■ Direction
Rewrite all of the records below as a two-column CSV with the headers "request" and "points", one row per request. Wrap each field in double quotes and turn any line breaks inside a field into spaces.

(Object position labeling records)
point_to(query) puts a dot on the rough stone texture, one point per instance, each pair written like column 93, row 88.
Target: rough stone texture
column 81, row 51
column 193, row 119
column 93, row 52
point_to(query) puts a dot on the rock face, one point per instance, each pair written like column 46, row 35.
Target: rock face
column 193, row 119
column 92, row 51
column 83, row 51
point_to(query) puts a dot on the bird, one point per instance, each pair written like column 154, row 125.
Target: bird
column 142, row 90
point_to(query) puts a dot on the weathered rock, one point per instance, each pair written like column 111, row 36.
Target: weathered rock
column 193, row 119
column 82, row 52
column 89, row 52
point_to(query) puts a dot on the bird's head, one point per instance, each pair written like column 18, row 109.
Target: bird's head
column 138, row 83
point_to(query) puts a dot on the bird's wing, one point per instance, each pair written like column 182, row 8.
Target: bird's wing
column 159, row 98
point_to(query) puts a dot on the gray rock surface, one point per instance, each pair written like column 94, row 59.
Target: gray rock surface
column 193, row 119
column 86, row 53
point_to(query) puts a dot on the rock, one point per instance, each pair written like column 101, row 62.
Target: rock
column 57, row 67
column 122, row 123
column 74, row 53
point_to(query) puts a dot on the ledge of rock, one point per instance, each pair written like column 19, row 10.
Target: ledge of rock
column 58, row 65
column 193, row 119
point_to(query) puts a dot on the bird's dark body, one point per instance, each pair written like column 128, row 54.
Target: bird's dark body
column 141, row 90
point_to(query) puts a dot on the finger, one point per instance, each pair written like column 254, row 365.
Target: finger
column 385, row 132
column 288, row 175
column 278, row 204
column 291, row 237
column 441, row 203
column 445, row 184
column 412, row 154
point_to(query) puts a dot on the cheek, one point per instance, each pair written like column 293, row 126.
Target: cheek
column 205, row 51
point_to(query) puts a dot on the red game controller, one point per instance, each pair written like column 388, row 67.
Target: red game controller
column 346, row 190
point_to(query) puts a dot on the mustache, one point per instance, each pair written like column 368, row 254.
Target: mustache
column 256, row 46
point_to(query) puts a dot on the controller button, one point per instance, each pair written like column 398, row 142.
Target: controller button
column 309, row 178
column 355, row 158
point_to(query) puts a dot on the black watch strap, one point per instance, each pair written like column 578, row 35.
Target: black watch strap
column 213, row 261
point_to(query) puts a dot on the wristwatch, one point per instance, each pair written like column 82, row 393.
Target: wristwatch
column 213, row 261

■ Output of the task
request,points
"point_to(query) puts a dot on the rough stone texture, one point per instance, each pair written like column 93, row 88. Target: rough stone texture","column 81, row 51 column 193, row 119 column 93, row 52"
"point_to(query) puts a dot on the rock face, one point per instance, each pair written like column 46, row 35. Target: rock face","column 193, row 119 column 92, row 51 column 83, row 51"
"point_to(query) puts a dot on the bird, one point per instance, each pair written like column 154, row 125. Target: bird","column 142, row 90"
"point_to(query) puts a dot on the weathered rock, one point per instance, each pair written like column 111, row 36. Target: weathered rock","column 193, row 119 column 82, row 52 column 89, row 52"
"point_to(query) puts a dot on the bird's head, one point per instance, each pair written like column 18, row 109. Target: bird's head","column 138, row 83"
"point_to(query) puts a dot on the bird's wing, one point per instance, each pair written like column 182, row 8. Target: bird's wing","column 159, row 98"
"point_to(query) puts a dot on the gray rock surface, one point per instance, each pair written like column 94, row 59. Target: gray rock surface","column 193, row 119 column 86, row 53"
"point_to(query) puts a dot on the rock, one point per instance, each pair written like column 101, row 62. Target: rock","column 57, row 67 column 122, row 123 column 74, row 53"
"point_to(query) puts a dot on the ledge of rock, one point per instance, each pair written like column 19, row 10. Target: ledge of rock","column 58, row 65 column 193, row 119"
"point_to(query) puts a dot on the bird's dark body, one point per instance, each pair written like column 128, row 54. Target: bird's dark body","column 141, row 90"
"point_to(query) puts a dot on the finger, one point per instance, each pair written like column 254, row 365. Target: finger","column 385, row 132 column 288, row 175 column 278, row 204 column 291, row 237 column 441, row 203 column 445, row 184 column 412, row 154"
"point_to(query) puts a dot on the cheek, one point per instance, each pair written like column 293, row 126. Target: cheek","column 205, row 51"
"point_to(query) puts a dot on the red game controller, one point per instance, each pair written like column 388, row 67. Target: red game controller","column 346, row 190"
"point_to(query) puts a dot on the mustache, one point per instance, each pair written like column 368, row 254. Target: mustache","column 256, row 46"
"point_to(query) puts a dot on the controller button, one point per instance, each pair written like column 398, row 142. Target: controller button","column 309, row 178 column 355, row 158"
"point_to(query) puts a dot on the black watch strap, one point per instance, each pair written like column 578, row 35. Target: black watch strap","column 213, row 261"
"point_to(query) puts a dot on the wristwatch, one point per instance, each pair written like column 82, row 393. Target: wristwatch","column 213, row 261"